===== Selected excerpt

Forgive my denseness. What have I danced around?

As for who is most at fault...AMU cheated 2 years ago for 3 months - and stopped. She yells. She hordes. 

HB drinks more than any person I have ever heard of. He blatantly cheats in front of his wife, defying her to stop him (he knows she can't, because she wears the scarlet letter). He is such a lush that he can't even show up at his office any more because his drink is more important to him. He drinks despite knowing that it produces PTSD in his wife given her childhood.

You wanna tally sheet? I vote that HB needs to step up. At the very least, he needs to give up online dating while still dating. At the most, he needs to STOP DRINKING, which not only impairs HIS ability to have a healthy normal life, it hurts his wife daily.

And both of them need to attend MC.


----------



## turnera

oneMOreguy said:


> Tam usually advises that the ws needs to do the heavy lifting for R to work.....I just don't think amu is into that for the long haul.


Really? Show me what she has done wrong, aside from yelling and hording and working out of their bedroom. She stopped cheating after 3 months. She tries to get him to go to MC with her but he deflects. She works, she contributes, she cleans his kitchen messes sometimes. What is she doing?


----------



## oneMOreguy

I do not think that mc would be of any benefit right now. Both seem too broken right now and need to work honestly with their own ic before an mc is likely to be effective. MC requires a cooperative effort that I don't believe they can pull off right now.

And it is disingenuous to compare her affair with his after the fact online accounts. He is clearly trying to punish her though... and that coupled with the drinking is why I think he needs ic.

I usually would not mind explaining a post of mine like you asked...but I have too much respect for you to actually believe you are too dense to figure out what I was saying. I am not one of those who enjoy internet battles so I will just pass on this one. At the end of the day all I want is for hb to be treated fairly like any other bs that comes to this site. It's the KISA in me that forces me to keep pushing the issue.

maybe we can all agree to keep pushing ic/mc for them rather than keep declaring them to be this or that. Classification is a job for therapists especially since all we hear are conflicting facts for much of their situation.


----------



## carmen ohio

_The wheels on the bus go round and round.
round and round.
round and round.
The wheels on the bus go round and round,
all through the town!

The people on the bus go up and down.
up and down.
up and down.
The people on the bus go up and down,
all through the town!

. . .

The babies on the bus go waa, waa, waa.
waa, waa, waa.
waa, waa, waa.
The babies on the bus go waa, waa, waa,
all through the town!

==========

> Required actions
A. Can you output the part of the forum thread between "I do not think" and "off right now.", inclusive?
B. Would you finish out the next part of the forum thread, picking up right after its final line?
The listing that comes next has no connection to the forum thread.

===== Information shown

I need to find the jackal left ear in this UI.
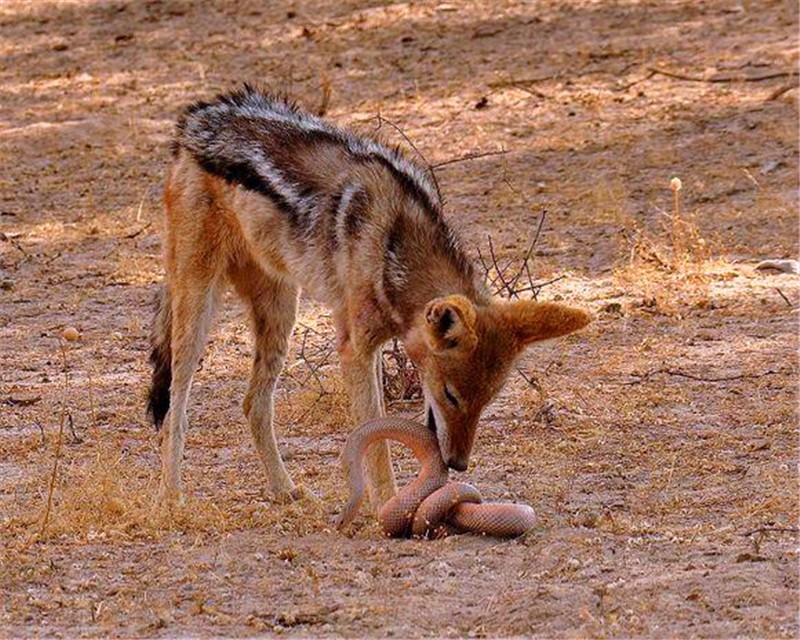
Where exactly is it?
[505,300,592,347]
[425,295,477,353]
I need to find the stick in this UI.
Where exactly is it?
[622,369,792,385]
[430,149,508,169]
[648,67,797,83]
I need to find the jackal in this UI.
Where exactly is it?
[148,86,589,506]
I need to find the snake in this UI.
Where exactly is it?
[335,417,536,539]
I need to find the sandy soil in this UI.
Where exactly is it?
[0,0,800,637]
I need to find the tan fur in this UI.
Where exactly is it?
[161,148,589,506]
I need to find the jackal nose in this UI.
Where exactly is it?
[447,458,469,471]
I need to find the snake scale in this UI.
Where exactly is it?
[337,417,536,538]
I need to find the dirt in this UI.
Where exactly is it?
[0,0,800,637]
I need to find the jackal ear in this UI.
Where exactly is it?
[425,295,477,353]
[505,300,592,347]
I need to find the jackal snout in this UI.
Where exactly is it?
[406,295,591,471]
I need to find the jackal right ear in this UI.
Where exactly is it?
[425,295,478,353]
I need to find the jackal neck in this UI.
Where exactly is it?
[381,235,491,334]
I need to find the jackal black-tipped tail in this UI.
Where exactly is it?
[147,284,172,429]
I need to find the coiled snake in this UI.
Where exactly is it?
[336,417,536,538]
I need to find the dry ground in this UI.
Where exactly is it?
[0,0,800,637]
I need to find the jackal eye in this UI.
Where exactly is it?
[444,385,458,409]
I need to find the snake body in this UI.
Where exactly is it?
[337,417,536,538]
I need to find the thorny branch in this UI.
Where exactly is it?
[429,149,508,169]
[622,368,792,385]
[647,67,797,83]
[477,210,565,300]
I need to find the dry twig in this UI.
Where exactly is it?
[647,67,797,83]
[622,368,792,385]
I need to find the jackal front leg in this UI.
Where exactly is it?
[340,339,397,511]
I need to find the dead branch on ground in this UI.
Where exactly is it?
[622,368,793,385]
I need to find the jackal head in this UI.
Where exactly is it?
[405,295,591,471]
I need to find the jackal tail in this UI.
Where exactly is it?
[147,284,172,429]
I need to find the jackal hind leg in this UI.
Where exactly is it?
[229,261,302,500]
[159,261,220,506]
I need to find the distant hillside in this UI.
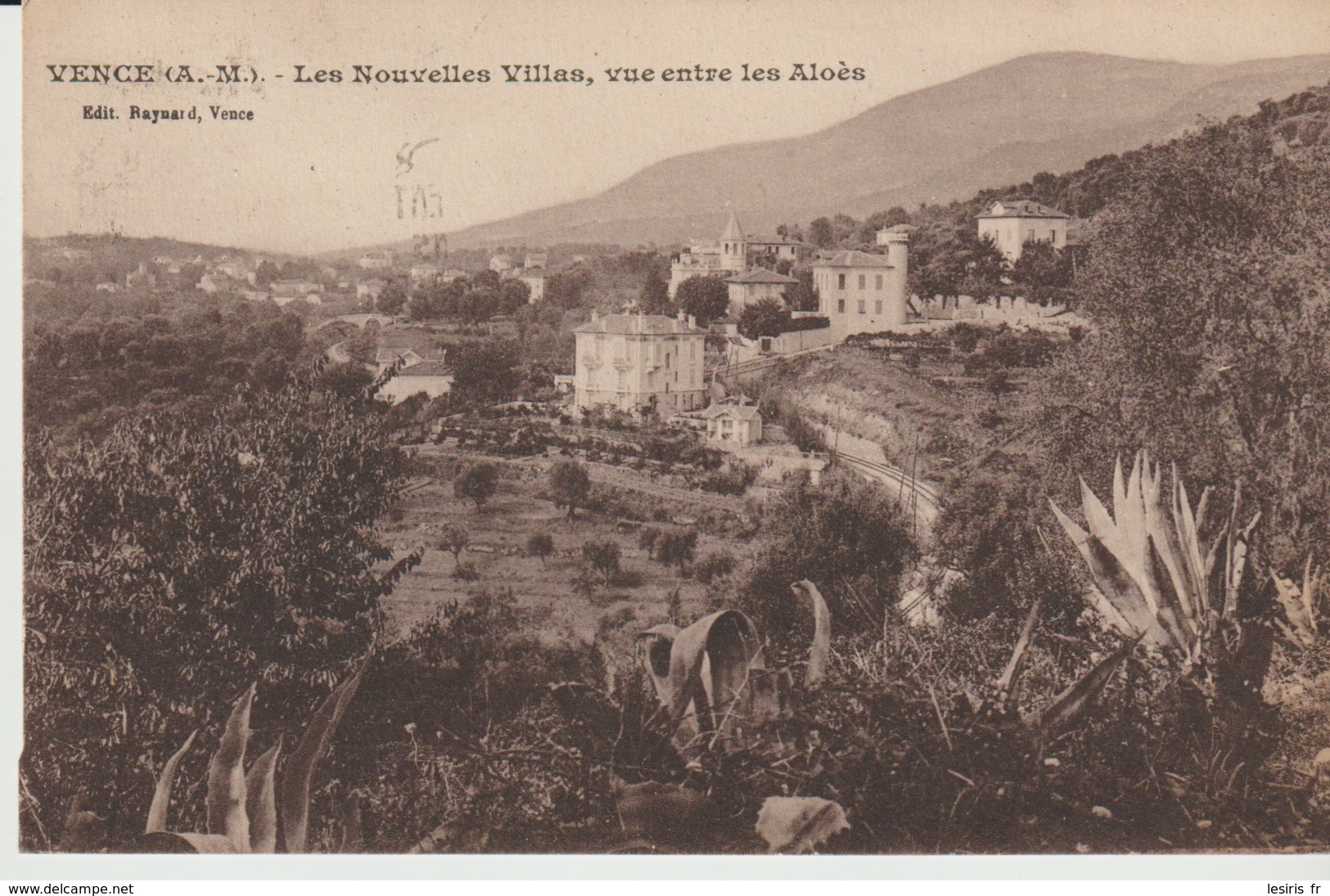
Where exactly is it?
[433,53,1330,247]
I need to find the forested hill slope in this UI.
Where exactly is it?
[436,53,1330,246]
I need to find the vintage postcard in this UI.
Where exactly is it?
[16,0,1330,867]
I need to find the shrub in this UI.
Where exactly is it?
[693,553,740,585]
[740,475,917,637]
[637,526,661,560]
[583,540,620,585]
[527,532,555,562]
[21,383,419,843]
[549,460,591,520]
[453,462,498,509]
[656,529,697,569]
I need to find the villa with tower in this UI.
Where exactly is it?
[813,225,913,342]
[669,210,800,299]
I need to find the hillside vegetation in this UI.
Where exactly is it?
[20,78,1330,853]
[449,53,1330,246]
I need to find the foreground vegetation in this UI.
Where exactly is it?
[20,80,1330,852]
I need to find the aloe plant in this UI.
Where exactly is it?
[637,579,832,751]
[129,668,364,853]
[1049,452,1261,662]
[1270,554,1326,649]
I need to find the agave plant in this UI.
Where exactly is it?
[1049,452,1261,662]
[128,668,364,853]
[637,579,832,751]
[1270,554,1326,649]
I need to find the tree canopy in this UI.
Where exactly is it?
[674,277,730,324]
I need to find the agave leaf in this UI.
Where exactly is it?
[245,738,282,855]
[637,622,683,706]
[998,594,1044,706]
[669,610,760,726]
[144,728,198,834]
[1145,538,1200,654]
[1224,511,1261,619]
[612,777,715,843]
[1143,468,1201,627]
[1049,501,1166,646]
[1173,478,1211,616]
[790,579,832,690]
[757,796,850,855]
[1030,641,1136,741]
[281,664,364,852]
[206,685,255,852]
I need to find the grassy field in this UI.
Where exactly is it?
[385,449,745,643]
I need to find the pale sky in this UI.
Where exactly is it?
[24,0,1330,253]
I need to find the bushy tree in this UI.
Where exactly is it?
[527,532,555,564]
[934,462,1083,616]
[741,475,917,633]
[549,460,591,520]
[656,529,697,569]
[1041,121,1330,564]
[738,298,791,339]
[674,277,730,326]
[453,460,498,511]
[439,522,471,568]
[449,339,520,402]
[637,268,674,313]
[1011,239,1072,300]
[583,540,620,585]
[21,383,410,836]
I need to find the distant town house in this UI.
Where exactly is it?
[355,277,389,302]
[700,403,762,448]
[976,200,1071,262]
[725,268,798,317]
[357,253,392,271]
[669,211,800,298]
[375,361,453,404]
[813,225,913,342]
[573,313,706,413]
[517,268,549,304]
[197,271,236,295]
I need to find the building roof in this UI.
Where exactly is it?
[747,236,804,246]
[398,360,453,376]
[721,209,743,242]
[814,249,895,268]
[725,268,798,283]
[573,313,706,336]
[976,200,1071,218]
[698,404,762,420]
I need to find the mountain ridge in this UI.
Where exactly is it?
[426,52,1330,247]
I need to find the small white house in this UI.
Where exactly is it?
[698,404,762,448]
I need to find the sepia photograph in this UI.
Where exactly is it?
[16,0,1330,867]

==========

> Results for each task
A.
I do not think that mc would be of any benefit right now. Both seem too broken right now and need to work honestly with their own ic before an mc is likely to be effective. MC requires a cooperative effort that I don't believe they can pull off right now.

B.
The parents on the bus go shh, shh, shh.
shh, shh, shh.
shh, shh, shh.
The parents on the bus go shh, shh, shh,
all through the town!

The mommy on the bus says, I love you.
I love you, I love you
The daddy on the bus says, I love you, too.
All through the town._

It's enough to break ones heart.


----------



## turnera

IDK, HB has recognized his disease an focused on reducing intake. AMU has recognized her hording and has vowed to start removing the mess. She has also vowed to not yell as much. It's a start.


----------



## LongWalk

Has anyone watched the movie Young Adult, staring Charlize Theron?


----------



## bfree

*Re: Re: Seeking Advice*



turnera said:


> IDK, HB has recognized his disease an focused on reducing intake. AMU has recognized her hording and has vowed to start removing the mess. She has also vowed to not yell as much. It's a start.


She's "vowed" to do a lot of things. Question is has she followed thorough. She says she goes to al-anon yet she seems either unaware of what they preach or she's just decided to ignore it. She went to IC for her anger but I believe she stopped going. She says she will stop buying but has she? She says she will stop hoarding but judging from those pictures...? Why are her work things still cluttering up the bedroom when she said months ago she would clean it up? I see a lot of promise but very little action. Is this a pattern? Is that how a WS atones? By promising and not delivering? Other than show a willingness to go to MC and share passwords what other steps has she taken TWO YEARS AGO to rectify her cheating?

You know Harken said that three years ago they were a normal happy family. Problems yes but not insurmountable. Then the wheels fell off the cart. His drinking was not even close to this extent. He's already stated that. So is this a problem with Harken? He is to blame? Maybe he is. Maybe he is one of those betrayed spouses that just will not be able to get over it. Isn't that okay? Or is it a failure on AMU's part to adequately take steps to heal Harken and repair the damage? I'm not sure since I don't live there. But I do see an awful lot of serious exaggeration when AMU posts. Example - she "had" to drink a glass of wine because she feared Harken would finish the bottle. Who the hell cares? Consumption of bottle of wine is a tragedy? Example two - Harken comes home and starts throwing things around the house and yelling at the children. Reality is that he yelled to get them to stop fighting and he needed to get in the shower to get ready for a meeting. Where was AMU? Locked in her bedroom instead of coming out and helping with the children so he could get ready? Exaggeration much? Distortion of the facts?

My point is that Harken is the BS. When I was betrayed by my ex W I went down the rabbit hole with drink and drugs...and women. I know what despair feels like. Maybe we should have a little sympathy while we beat Harken over the head huh?


----------



## Harken Banks

turnera said:


> Yeah, let's just forget the fact that he throws his ex-gf in her face and regularly, habitually, hits on women on line. AMU hasn't cheated aside from THREE MONTHS. He's been cheating off and on for years.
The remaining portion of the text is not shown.